Work required - Pictures stay out of your copy, but everything else in the records below must be repeated exactly.

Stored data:
▼
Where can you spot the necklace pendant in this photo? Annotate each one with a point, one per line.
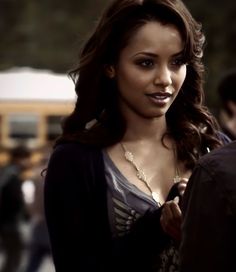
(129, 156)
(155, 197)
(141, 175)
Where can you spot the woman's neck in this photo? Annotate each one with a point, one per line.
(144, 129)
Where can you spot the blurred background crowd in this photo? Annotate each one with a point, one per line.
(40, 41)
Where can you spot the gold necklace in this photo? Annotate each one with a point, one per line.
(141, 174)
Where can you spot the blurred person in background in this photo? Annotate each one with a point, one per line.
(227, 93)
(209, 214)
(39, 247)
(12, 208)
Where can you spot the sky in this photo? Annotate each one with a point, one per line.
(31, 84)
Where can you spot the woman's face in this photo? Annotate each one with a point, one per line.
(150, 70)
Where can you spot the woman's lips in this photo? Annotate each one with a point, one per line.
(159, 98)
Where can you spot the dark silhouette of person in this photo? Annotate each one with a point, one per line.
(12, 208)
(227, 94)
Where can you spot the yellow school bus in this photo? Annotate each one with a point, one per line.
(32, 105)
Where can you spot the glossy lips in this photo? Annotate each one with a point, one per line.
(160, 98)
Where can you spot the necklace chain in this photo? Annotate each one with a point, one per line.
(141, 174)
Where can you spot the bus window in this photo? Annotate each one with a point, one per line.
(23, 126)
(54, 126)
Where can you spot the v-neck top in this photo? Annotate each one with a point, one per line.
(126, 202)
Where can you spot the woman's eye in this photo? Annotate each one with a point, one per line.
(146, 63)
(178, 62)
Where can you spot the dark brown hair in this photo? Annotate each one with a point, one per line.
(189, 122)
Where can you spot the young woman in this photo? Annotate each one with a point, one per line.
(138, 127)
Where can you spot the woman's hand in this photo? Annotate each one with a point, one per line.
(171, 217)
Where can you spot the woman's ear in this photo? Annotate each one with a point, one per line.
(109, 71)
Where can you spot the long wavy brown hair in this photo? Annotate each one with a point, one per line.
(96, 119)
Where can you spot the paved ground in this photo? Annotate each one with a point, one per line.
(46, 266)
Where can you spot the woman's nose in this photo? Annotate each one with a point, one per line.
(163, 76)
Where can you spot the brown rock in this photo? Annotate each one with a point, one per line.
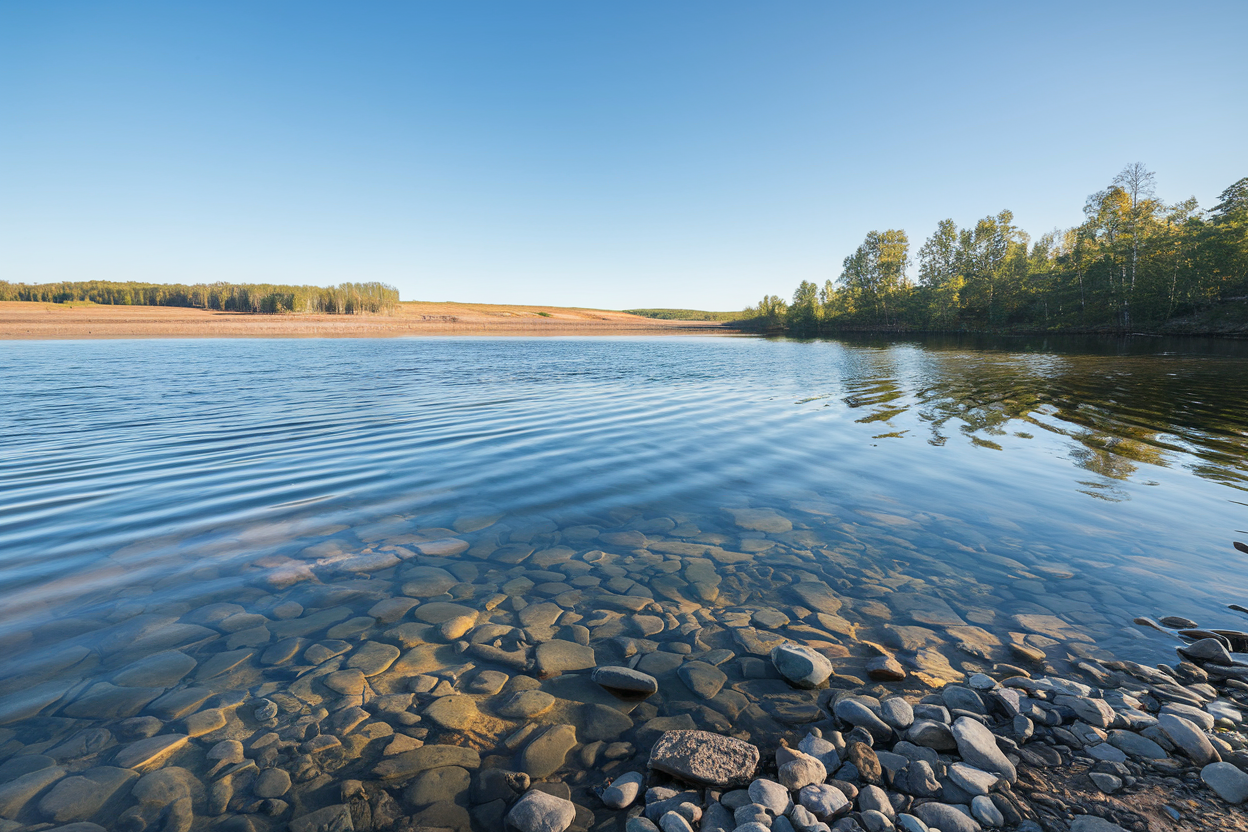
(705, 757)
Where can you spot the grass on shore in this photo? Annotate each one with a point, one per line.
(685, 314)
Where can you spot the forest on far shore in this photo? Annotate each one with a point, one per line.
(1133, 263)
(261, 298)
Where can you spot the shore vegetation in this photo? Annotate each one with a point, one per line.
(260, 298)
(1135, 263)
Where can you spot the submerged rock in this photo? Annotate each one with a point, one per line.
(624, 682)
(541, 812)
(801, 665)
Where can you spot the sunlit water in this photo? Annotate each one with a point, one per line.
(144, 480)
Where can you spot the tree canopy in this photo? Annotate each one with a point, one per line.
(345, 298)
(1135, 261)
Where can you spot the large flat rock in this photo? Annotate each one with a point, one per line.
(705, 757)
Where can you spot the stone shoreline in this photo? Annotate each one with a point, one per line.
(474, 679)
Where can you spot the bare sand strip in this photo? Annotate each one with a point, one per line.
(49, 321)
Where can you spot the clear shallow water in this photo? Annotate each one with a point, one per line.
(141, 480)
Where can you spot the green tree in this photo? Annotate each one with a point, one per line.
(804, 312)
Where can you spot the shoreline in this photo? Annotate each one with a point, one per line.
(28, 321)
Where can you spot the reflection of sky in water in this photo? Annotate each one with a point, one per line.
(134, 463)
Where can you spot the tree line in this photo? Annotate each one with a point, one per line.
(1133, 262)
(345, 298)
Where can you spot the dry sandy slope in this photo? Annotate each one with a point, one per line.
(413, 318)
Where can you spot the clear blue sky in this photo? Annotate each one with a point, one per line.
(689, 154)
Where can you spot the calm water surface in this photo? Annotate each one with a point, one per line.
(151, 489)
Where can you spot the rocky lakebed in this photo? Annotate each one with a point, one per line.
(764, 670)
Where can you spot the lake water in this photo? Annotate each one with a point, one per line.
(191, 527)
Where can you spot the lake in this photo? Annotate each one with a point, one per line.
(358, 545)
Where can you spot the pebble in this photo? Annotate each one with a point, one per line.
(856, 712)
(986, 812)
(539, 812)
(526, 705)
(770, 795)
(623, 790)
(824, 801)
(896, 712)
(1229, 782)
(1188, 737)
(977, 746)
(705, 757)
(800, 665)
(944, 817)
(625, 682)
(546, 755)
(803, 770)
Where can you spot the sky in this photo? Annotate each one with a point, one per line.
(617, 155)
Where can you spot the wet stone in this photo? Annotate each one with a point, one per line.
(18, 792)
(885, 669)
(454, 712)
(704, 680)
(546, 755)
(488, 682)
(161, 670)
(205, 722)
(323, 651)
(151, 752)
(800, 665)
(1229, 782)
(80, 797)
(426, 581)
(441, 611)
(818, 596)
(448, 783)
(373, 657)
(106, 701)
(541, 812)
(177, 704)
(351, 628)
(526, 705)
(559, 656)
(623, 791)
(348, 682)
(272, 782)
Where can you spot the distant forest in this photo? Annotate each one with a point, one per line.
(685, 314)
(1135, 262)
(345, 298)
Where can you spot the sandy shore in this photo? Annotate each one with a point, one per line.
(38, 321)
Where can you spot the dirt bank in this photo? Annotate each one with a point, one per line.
▲
Complete answer -
Where can you spot the necklace pendant in this photo? Annotate each one with a point, one per line.
(129, 156)
(155, 197)
(141, 175)
Where can you spot the woman's neck in this photo? Annotate each one with a point, one per line.
(144, 129)
Where can you spot the blurred background crowd in this photo? Annotate each one with a point, one per line.
(40, 41)
Where can you spot the gold necklace in this photo? Annotate each one with a point, one per line.
(141, 174)
Where can you spot the blurred person in background in this photo? Annotate each one with a point, one per line.
(227, 93)
(209, 214)
(39, 247)
(12, 208)
Where can you spot the sky in this photo? Annotate each one with a point, one per line.
(31, 84)
Where can you spot the woman's face in this photo? Annotate each one with a point, one per line.
(150, 70)
Where can you spot the woman's lips in this photo? Annotate each one with a point, one per line.
(159, 98)
Where can you spot the dark silhouette of person in this photo? Annotate each one with a point, one per line.
(12, 208)
(227, 94)
Where can you spot the yellow school bus in this photo? Annotate each one with a point, one per line.
(32, 105)
Where can you spot the glossy lips in this photo? Annotate each one with a point, one per line.
(160, 98)
Where can you spot the necklace chain in this photo? Annotate each one with a point, one per line.
(141, 174)
Where can you spot the bus window in this photo? Annotate each one with a point, one per line.
(23, 126)
(54, 126)
Where can you spot the v-neck top in this photo? Annotate each one with a point, one per line.
(126, 202)
Where can you spot the woman's eye in this photo? Annotate each one with a point, one per line.
(146, 63)
(178, 62)
Where can you spot the dark brown hair in this photo? Annotate each one with a point, one per line.
(189, 122)
Where can you spot the young woman in this photo? Annotate each one with a point, one per line.
(138, 127)
Where can you spot the woman's hand in this photo? Annotate each one with a point, one per line.
(171, 217)
Where can you spot the woman's ear in this photo? Annotate each one with a point, one per line.
(109, 71)
Where can you spot the long wavy brown hair in this photo? Annotate each one with a point, one per line.
(96, 119)
Where can you spot the paved ground in this photo? Annotate each one with a point, one per line.
(46, 266)
Where can you spot the woman's nose in this photo? Annotate each one with a point, one per line.
(163, 76)
Where can you spot the brown rock in this photo? Annotate each one with a point, one per line.
(705, 757)
Where can you spot the grass on shore in this photo? Annotate each one with a point, one per line.
(685, 314)
Where can you spot the forest on far shore in this photo? Annotate each one with a point, one per line.
(1133, 263)
(261, 298)
Where can you spot the shore vegetation in this photo? Annotate each one with a point, one per line.
(260, 298)
(1135, 263)
Where can you spot the submerged rock in this photo? Annotate each one with a point, one per line.
(624, 682)
(541, 812)
(801, 665)
Where can you spot the sunlit water in this photo? Annotate each one with a point, one per line.
(144, 480)
Where can you spot the tree canopy in this photo? Annotate each one with a point, one per line.
(345, 298)
(1135, 261)
Where can you spot the large flat rock in this photo? Annotate each one with a point, one per line.
(705, 757)
Where can you spot the stone shoreline in this photo? Annotate each one with a point, one per line.
(474, 679)
Where can you spot the bare sand strip in this photo? Annotate each one with a point, one per line.
(49, 321)
Where can you spot the clear shallow water in this photo? Annotate each one with a point, one per line.
(141, 480)
Where can you spot the green tree in this photo? Annotate each one with a point, one per line.
(804, 312)
Where can you spot the shoreline in this photo? Annotate each one with a point, one per line.
(28, 321)
Where can you spot the reflection of sky in water in this photo? Annotate each one with a point, one per line.
(134, 463)
Where can you spot the tree line in this photo? Annotate each one with a point, one per line.
(1133, 262)
(345, 298)
Where can you spot the dry sandy slope in this photo? Annotate each one with a point, one per line.
(413, 318)
Where can you spot the clear blue sky in this photo? Annotate each one with a point, one per line.
(689, 154)
Where can you spot the calm water surface in this photo? Annotate each one with a point, one per line.
(151, 489)
Where can you spot the rocky lakebed in this photo? Annotate each one with a point, one per line.
(764, 670)
Where can you spot the lake water in this photo? Annotate each one with a point, one per line.
(191, 527)
Where can you spot the lake in this photo? Annotate each one with a point, one per line.
(358, 545)
Where can you spot the pebble in this photo? Annotate each one with a point, one per line.
(856, 712)
(986, 812)
(539, 812)
(526, 705)
(770, 795)
(623, 790)
(824, 801)
(896, 712)
(1229, 782)
(1188, 737)
(977, 746)
(705, 757)
(800, 665)
(944, 817)
(625, 682)
(546, 755)
(803, 770)
Where can you spot the sky in this photo? Annotate each one with a point, one per line.
(617, 155)
Where can you spot the wet stone in this photo? Annotate each one with a point, one per line.
(18, 792)
(885, 669)
(454, 712)
(704, 680)
(546, 755)
(488, 682)
(161, 670)
(205, 722)
(323, 651)
(151, 752)
(800, 665)
(1229, 782)
(80, 797)
(426, 581)
(441, 611)
(818, 596)
(448, 783)
(373, 657)
(106, 701)
(541, 812)
(177, 704)
(351, 628)
(526, 705)
(559, 656)
(623, 791)
(348, 682)
(272, 782)
Where can you spot the distant forest in this photo? Annotate each one with a point, one per line.
(685, 314)
(1135, 262)
(345, 298)
Where can you spot the sandy shore in this photo? Annotate each one with a point, one per line.
(38, 321)
Where can you spot the dirt bank in this photo? Annotate each one with a point, one per line.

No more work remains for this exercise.